Exercise brief: Quote the GDPR guest post word for word, starting with the passage that contains "It may be too" and ending with "has died down.".
═══ Study text
This is a guest post from Patrick O’Kane, lawyer (UK barrister), Data Protection Officer for a US Fortune 500 company, and author of GDPR: fix it fast – How to apply GDPR to your company in ten simple steps.
“It’s too early to say!” quipped the Chinese Premier in 1972 when he was asked about the effects of the French Revolution in 1789.
It may be too early to say how hard regulators across the EU will penalize ordinary companies for breaching the EU General Data Protection Regulation (‘GDPR’)., but last week we saw the first shot across the bow. The French CNIL fined Google 50 million Euros, which finally broke the dam. The fine was levied under GDPR for "lack of transparency, inadequate information and lack of valid consent regarding ads personalization".
GDPR came into effect on 25th May 2018. It is a data regulation nonpareil - arguably the most-hyped compliance regulation for a generation.
Regardless, some of the GDPR hype has died down.
══════
═══ Information supplied
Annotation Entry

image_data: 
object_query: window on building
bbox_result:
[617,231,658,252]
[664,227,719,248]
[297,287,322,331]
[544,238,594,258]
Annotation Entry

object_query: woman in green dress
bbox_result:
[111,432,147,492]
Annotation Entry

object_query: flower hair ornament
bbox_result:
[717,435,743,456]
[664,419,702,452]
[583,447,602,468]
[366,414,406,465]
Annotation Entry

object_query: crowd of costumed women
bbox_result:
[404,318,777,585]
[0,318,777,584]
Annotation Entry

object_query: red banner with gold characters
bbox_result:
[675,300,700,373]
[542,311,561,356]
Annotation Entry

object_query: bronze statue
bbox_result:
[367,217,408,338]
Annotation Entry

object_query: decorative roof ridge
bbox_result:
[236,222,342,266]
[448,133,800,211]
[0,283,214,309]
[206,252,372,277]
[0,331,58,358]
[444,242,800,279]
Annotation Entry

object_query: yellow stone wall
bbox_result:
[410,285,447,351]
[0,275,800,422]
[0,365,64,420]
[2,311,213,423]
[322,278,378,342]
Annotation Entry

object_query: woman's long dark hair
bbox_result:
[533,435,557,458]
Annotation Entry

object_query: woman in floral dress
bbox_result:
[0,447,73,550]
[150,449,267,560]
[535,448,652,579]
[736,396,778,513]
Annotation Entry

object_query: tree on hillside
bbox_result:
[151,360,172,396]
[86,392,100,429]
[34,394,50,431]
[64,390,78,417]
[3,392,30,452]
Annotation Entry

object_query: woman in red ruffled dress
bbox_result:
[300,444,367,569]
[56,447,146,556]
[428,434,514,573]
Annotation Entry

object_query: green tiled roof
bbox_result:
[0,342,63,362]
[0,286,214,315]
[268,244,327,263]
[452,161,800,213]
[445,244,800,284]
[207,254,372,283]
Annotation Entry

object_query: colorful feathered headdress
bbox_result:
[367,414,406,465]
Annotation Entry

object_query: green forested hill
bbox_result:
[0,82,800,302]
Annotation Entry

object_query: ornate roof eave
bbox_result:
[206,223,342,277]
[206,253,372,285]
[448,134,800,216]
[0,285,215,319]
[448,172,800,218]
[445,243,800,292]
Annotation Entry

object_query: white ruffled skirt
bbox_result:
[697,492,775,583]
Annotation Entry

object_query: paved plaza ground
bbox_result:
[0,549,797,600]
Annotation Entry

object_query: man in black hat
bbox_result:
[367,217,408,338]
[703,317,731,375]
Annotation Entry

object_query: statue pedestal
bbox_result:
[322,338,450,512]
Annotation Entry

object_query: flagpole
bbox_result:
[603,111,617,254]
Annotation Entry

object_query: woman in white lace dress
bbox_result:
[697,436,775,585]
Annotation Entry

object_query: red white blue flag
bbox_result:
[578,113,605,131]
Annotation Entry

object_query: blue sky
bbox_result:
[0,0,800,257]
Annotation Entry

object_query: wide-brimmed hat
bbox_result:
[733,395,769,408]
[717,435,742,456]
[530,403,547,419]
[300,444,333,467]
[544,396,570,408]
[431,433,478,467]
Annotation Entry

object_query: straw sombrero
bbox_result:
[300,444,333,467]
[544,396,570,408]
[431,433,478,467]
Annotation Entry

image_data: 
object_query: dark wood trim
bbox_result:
══════
═══ Information supplied
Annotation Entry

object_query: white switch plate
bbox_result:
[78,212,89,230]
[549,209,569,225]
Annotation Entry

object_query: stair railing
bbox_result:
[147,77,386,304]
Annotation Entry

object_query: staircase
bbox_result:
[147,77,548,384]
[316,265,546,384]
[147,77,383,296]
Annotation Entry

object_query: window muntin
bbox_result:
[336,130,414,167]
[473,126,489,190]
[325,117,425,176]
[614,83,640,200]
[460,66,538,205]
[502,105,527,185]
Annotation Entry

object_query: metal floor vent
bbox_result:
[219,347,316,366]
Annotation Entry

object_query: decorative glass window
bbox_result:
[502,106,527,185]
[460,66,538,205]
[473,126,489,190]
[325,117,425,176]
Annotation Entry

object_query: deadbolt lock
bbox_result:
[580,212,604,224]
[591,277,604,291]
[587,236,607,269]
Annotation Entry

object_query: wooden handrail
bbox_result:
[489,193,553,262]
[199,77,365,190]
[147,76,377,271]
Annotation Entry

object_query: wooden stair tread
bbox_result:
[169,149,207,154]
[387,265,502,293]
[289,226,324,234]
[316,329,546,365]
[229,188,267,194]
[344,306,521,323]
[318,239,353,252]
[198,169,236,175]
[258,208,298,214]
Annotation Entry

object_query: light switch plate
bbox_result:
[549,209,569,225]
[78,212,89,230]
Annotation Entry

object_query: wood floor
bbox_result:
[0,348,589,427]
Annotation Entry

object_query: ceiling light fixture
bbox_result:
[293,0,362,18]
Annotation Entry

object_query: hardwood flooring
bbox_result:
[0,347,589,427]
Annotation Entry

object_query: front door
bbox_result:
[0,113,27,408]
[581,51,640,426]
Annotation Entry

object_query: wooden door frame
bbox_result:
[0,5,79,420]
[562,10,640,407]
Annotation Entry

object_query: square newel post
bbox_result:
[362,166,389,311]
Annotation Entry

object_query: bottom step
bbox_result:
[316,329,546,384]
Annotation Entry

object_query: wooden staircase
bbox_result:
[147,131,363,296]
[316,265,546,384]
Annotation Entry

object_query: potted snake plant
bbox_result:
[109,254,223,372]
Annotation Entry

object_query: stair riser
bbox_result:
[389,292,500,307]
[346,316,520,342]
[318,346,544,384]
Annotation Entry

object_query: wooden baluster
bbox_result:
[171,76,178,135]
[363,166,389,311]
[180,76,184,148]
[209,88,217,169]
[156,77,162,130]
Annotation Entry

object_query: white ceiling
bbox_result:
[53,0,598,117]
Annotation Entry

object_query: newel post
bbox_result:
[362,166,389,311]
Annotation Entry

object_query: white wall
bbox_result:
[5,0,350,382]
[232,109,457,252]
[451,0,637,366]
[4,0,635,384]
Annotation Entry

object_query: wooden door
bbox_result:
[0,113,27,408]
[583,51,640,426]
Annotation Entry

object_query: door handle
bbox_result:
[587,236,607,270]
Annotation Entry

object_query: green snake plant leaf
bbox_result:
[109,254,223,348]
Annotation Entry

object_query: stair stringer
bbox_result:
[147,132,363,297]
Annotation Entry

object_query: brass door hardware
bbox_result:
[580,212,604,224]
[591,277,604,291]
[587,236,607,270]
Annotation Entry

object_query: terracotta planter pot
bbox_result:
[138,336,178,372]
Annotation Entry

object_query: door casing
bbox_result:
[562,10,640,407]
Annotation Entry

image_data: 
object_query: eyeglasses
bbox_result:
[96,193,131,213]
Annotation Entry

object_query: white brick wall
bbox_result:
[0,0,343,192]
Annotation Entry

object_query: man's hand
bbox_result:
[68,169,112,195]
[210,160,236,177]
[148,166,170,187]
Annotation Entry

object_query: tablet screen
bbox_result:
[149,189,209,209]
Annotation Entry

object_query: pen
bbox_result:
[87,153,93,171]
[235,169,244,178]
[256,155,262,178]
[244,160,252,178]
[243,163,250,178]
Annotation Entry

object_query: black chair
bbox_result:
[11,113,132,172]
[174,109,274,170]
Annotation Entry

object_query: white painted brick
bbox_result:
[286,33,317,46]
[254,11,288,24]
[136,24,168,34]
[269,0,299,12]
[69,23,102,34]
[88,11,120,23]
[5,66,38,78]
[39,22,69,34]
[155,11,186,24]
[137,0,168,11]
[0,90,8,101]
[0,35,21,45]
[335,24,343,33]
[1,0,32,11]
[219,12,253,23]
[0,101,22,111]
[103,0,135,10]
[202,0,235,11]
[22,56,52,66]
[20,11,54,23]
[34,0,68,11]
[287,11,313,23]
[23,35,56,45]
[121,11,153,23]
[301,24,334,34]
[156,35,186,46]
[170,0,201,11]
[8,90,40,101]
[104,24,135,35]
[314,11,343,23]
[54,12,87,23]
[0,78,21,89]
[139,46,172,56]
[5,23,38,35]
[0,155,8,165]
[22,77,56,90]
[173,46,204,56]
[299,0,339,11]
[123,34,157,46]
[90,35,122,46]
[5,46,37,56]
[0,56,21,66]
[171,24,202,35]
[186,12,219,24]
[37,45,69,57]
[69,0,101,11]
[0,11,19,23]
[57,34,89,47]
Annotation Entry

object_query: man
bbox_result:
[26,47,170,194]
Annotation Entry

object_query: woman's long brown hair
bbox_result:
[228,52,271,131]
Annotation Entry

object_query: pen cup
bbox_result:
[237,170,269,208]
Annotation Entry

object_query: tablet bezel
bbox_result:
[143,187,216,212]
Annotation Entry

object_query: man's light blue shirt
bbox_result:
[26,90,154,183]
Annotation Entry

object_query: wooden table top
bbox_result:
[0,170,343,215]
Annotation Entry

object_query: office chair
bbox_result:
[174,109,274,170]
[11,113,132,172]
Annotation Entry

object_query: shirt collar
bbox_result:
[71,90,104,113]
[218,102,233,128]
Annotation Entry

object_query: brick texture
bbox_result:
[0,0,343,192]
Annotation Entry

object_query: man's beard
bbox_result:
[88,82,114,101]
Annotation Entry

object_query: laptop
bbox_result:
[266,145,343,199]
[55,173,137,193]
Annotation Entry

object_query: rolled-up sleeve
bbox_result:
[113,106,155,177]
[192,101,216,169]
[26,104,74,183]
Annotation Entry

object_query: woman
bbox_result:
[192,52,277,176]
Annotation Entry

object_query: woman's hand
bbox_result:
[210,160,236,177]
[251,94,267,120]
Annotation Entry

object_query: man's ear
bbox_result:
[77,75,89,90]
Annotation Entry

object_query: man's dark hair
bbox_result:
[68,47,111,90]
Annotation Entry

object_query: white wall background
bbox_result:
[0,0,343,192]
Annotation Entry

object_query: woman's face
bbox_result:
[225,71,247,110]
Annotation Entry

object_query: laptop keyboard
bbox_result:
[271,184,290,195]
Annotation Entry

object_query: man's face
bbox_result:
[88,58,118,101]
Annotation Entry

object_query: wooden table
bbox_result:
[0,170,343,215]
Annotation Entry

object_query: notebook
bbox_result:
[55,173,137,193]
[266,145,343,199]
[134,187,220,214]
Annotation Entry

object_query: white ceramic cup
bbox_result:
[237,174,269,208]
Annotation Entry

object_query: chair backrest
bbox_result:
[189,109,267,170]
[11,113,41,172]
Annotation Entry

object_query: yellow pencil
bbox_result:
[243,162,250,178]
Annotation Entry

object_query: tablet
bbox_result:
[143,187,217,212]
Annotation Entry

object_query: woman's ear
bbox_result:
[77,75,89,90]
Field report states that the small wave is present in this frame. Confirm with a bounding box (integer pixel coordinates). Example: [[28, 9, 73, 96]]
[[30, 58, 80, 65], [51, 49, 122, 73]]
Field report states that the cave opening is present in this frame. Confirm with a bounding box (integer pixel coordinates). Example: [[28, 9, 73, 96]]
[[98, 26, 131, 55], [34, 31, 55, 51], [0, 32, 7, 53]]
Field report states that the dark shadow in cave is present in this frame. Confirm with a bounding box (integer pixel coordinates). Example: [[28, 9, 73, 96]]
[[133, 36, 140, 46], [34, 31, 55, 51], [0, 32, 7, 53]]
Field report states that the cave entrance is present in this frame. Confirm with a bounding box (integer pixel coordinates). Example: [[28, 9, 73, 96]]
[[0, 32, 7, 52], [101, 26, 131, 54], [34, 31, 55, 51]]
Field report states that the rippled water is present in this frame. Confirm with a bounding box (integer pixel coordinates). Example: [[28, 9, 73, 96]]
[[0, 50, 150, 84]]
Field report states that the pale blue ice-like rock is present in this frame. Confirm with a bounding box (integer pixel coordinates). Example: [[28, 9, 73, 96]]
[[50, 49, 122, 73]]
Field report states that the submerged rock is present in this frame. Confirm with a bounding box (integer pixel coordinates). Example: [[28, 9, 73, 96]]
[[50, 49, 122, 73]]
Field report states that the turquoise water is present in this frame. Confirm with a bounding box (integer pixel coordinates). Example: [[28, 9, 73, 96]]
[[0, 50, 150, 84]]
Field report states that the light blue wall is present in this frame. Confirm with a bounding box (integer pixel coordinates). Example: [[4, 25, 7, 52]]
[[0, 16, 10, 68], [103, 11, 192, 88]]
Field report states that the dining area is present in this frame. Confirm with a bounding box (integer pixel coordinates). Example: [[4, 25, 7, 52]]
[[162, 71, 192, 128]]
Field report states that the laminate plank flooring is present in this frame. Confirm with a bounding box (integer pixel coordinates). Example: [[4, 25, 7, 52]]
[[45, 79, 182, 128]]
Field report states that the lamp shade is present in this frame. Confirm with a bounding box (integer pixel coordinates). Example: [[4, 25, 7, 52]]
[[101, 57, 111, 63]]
══════
Answer to this task:
It may be too early to say how hard regulators across the EU will penalize ordinary companies for breaching the EU General Data Protection Regulation (‘GDPR’)., but last week we saw the first shot across the bow. The French CNIL fined Google 50 million Euros, which finally broke the dam. The fine was levied under GDPR for "lack of transparency, inadequate information and lack of valid consent regarding ads personalization".
GDPR came into effect on 25th May 2018. It is a data regulation nonpareil - arguably the most-hyped compliance regulation for a generation.
Regardless, some of the GDPR hype has died down.